_WHAT IS BEING ASKED_: Are you able to retype all the records below exactly?
══ DATA PROVIDED
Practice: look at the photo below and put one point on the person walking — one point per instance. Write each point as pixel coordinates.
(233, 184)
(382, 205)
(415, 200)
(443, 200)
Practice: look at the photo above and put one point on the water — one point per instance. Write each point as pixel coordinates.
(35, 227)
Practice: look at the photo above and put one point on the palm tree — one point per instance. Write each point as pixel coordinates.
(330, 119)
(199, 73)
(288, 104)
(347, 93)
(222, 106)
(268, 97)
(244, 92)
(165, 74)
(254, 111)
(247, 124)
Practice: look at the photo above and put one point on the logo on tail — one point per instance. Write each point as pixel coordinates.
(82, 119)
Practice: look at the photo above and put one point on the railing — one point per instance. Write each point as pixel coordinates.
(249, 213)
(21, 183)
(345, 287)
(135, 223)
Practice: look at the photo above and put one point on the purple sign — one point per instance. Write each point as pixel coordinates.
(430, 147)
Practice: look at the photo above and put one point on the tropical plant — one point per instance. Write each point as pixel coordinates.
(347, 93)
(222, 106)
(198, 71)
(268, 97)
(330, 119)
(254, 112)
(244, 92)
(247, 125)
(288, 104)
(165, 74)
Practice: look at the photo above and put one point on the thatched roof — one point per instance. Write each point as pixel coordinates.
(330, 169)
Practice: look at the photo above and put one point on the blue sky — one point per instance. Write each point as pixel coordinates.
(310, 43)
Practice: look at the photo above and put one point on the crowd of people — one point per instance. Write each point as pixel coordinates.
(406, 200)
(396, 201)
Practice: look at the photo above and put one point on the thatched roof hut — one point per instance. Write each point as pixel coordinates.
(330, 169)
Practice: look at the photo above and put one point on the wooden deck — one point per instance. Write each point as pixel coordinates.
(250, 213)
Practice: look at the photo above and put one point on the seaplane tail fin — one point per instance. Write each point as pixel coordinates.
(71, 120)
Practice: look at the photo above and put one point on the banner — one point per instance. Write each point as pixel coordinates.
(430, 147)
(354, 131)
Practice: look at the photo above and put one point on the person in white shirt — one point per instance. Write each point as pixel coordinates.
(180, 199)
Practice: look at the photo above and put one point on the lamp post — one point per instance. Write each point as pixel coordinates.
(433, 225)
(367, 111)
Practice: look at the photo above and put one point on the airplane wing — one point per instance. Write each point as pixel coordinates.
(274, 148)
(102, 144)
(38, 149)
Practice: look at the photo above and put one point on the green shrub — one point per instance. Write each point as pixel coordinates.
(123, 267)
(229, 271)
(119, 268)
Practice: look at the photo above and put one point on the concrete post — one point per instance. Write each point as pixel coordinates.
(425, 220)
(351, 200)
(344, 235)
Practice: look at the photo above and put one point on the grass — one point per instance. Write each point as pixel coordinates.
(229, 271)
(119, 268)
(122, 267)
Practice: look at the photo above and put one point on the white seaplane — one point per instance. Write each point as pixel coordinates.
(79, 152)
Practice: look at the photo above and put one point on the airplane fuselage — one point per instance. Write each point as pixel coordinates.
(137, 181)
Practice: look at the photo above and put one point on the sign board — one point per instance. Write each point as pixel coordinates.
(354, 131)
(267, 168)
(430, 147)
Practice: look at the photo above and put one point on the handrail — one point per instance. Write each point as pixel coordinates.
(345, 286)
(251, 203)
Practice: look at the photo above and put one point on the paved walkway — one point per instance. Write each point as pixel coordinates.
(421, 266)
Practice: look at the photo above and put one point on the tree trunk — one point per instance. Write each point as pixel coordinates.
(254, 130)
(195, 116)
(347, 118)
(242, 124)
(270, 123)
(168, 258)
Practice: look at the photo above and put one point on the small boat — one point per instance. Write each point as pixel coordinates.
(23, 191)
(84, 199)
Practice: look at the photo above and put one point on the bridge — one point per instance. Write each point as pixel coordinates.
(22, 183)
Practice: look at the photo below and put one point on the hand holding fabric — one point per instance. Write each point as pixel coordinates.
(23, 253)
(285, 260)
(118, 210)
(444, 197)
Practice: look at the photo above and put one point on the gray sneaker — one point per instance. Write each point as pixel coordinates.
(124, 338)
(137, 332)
════
_THE RESULT_:
Practice: look at the photo below and put one point on the person walking — one point per instance. Write each point as pixel coordinates.
(233, 184)
(382, 205)
(415, 200)
(443, 200)
Practice: look at the photo above and put one point on the water — one point per instance. Write each point as pixel coordinates.
(35, 227)
Practice: look at the photo above and put one point on the palm tree — one point per instance. Write each point as pixel coordinates.
(330, 119)
(199, 73)
(288, 104)
(347, 93)
(222, 106)
(268, 97)
(244, 92)
(165, 74)
(254, 111)
(247, 124)
Practice: look at the photo above and put one point on the logo on tail — one point per instance. Write each point as pixel coordinates.
(82, 119)
Practice: look at the photo above and put one point on the railing — one point per instance. Write each point as pixel coordinates.
(249, 213)
(21, 183)
(345, 287)
(135, 223)
Practice: look at the photo above and put one point on the purple sign — one point per instance. Write each point as pixel coordinates.
(430, 147)
Practice: look at the photo above and put one point on the tropical plant — one point per instance. Write each point as pixel coordinates.
(347, 93)
(222, 106)
(198, 71)
(268, 97)
(330, 119)
(254, 112)
(244, 92)
(247, 125)
(288, 104)
(165, 74)
Practice: look at the photo above and put one point on the thatched roof — one point per instance. Write each point as pixel coordinates.
(330, 169)
Practice: look at the photo above and put one point on the blue sky — one point per instance. Write each point as pixel coordinates.
(310, 43)
Practice: look at the photo above and put one point on the crowd of people — one point per instance. Write each point as pixel coordinates.
(406, 200)
(396, 201)
Practice: look at the photo above and put one point on the thatched roof hut — one point per instance. Write each point as pixel coordinates.
(330, 169)
Practice: look at the photo above and put one point on the wooden deck — one point per instance. Write each point as pixel coordinates.
(250, 213)
Practice: look at the photo above and put one point on the seaplane tail fin — one point per instance. Write each point as pixel coordinates.
(71, 120)
Practice: look at the photo above and put one point on the banner — one point per instance. Write each point as pixel coordinates.
(430, 147)
(354, 131)
Practice: look at the photo above and put one point on the person in white shirt — one point per instance. Write each point as pixel coordinates.
(180, 199)
Practice: look at the photo above and put one point on the lamp post — one point per instance. Write each point as pixel coordinates.
(433, 225)
(367, 111)
Practice: look at the photo above and put one point on the airplane wing — one point per instance. Write each point as pixel coordinates.
(274, 148)
(102, 144)
(38, 149)
Practice: look at the photo above and put one point on the green shrub — one point per instance. Write each point as pixel coordinates.
(123, 267)
(229, 271)
(119, 268)
Practice: look at the photo above and put one point on the concrete post — one point per instance. Write each point as pixel coordinates.
(425, 220)
(351, 200)
(344, 235)
Practice: look at the photo above and put one point on the grass — one point per instance. Write each point as pixel coordinates.
(229, 271)
(119, 268)
(122, 267)
Practice: look at the photo above and put one point on the white seaplane — one point per instance. Write each point as pixel coordinates.
(79, 152)
Practice: look at the photo above and put one point on the airplane fuselage — one point per instance. Write each point as pixel coordinates.
(137, 181)
Practice: look at the photo above and put one point on the sign board — one point per instance. Write each point as pixel coordinates.
(354, 131)
(267, 168)
(430, 147)
Practice: look at the photo above and put one point on the handrail — one point per instance. Write each point as pixel coordinates.
(345, 286)
(251, 203)
Practice: look at the photo above and put one point on the paved walkway — one point per instance. Write each point as pixel coordinates.
(421, 266)
Practice: look at the photo above and put one point on the tree trunk — one point per instance. Write each point as pixel coordinates.
(254, 130)
(195, 116)
(347, 118)
(242, 124)
(270, 123)
(168, 258)
Practice: look at the photo above and put one point on the small boat — one point per instance. Write each point as pixel coordinates.
(23, 191)
(84, 199)
Practice: look at the photo above and put one point on the bridge — one point per instance. Write each point as pixel coordinates.
(22, 183)
Practice: look at the photo below and put one point on the hand holding fabric — one point per instance. Write each point as pixel coordinates.
(23, 253)
(285, 260)
(118, 210)
(444, 197)
Practice: look at the photo above and put one point on the gray sneaker — one point per instance. Write each point as pixel coordinates.
(124, 338)
(137, 332)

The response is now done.